__Text block__.
______
Oh the fact that she should be paired with Maks should be pretty implied.
My votes would be for any of the women of Ugly Betty (especially Vanessa Williams or Judith Light), Sarah Silverman, Neil Patrick Harris, or Michael Slezak.
Chris Noth would be a great contestant to watch!
Giada De Laurentiis
Michael S: I only read this because you wrote it, as I am not a DWTS fan. You made me laugh while reading the first sentence. Out loud. At my desk. Thank you. Happy new year!!
Marc Blucas – he has movie credits that are credible (significantly more than one) and he is an almost pro basketball player so is physically fit. I also read he doesn’t drink and is very competitive – so he would be a serious contender. The fact that he is attractive also works!
Bebe Neuwerith gets my vote. Of course, it’d almost be unfair to everyone else.
BILLY MAYS – Hilarious and awesome.
How about Duff from Charm City Cakes! Or Tom Colicchio or Padma from Top Chef. Oh I know! The chairman from Iron Chef! The possibilities are endless!
Michael Ausiello! Micheal Aussiello!
Thanks for the Henry Simmons flash back – a nice little sigh at my desk this morning…
Um, if we have to stick with our token Disney Channel person, I’d love to see Corbin Bleu (cause he’d win the whole thing).
They need to find some current celebrities to compete on Dancing with the Stars. They need to get off the habit of getting former ’80s or ’90s stars on it because they haven’t won the competition at all. They let the nostalgia of the former stars get to their head too much. Otherwise it will look like VH-1’s Celebreality concept of their reality shows if they’re not careful. Also, they need to shy away from sports athletes for a while.And why not Hugh Jackman? I’d like to see Robert Downey Jr. on it–he’d provide some hilarious humor with his dancing. Lastly the boy band members are becoming tired to–have they run out of finding someone from the Lou Pearlman era of ’90s boy bands? You can’t have Nick Lachey of 98 Degrees because he’ll turn it down big time! They need to start fresh and different this time.
______
__Records shown__.
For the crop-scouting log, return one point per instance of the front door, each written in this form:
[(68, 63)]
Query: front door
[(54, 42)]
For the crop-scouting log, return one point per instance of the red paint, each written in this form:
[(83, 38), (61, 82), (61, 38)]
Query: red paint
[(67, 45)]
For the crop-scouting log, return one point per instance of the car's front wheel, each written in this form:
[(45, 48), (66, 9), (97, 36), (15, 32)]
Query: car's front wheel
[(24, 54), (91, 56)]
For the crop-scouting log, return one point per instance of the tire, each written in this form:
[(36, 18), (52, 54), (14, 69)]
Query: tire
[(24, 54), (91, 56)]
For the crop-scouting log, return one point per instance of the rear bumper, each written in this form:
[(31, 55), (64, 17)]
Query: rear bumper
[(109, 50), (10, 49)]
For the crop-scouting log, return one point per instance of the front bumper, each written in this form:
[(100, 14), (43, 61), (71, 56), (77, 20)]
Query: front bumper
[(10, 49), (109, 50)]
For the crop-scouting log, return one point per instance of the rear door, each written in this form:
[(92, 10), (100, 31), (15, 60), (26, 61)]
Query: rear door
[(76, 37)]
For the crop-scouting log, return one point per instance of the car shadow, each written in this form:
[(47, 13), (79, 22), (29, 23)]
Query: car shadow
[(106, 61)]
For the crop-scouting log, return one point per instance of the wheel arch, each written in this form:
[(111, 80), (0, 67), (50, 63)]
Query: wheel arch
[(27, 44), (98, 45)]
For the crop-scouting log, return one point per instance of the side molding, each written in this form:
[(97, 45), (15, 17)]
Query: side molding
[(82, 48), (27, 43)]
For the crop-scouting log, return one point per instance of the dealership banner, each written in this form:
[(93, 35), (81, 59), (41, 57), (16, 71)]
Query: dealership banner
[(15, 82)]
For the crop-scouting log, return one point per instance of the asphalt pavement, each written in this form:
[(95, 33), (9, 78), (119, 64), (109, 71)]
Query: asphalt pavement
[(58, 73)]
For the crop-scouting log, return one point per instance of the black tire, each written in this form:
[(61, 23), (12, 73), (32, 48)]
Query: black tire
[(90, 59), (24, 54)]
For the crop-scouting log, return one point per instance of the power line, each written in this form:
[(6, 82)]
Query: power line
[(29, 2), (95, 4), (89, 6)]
______
__Stated problem 1__.
Translate this sentence from the Dancing with the Stars comments into Spanish: "Chris Noth would be a great contestant to watch!"
__Stated problem 2__.
In the Dancing with the Stars comments, what show is Duff said to be from?
__Stated problem 3__.
Quote the Dancing with the Stars comments from "Giada De Laurentiis" to "Happy new year!!".
The records come from a separate, unrelated source.

__Answer 1__.
¡Chris Noth sería un gran concursante para ver!

__Answer 2__.
Charm City Cakes.

__Answer 3__.
Giada De Laurentiis
Michael S: I only read this because you wrote it, as I am not a DWTS fan. You made me laugh while reading the first sentence. Out loud. At my desk. Thank you. Happy new year!!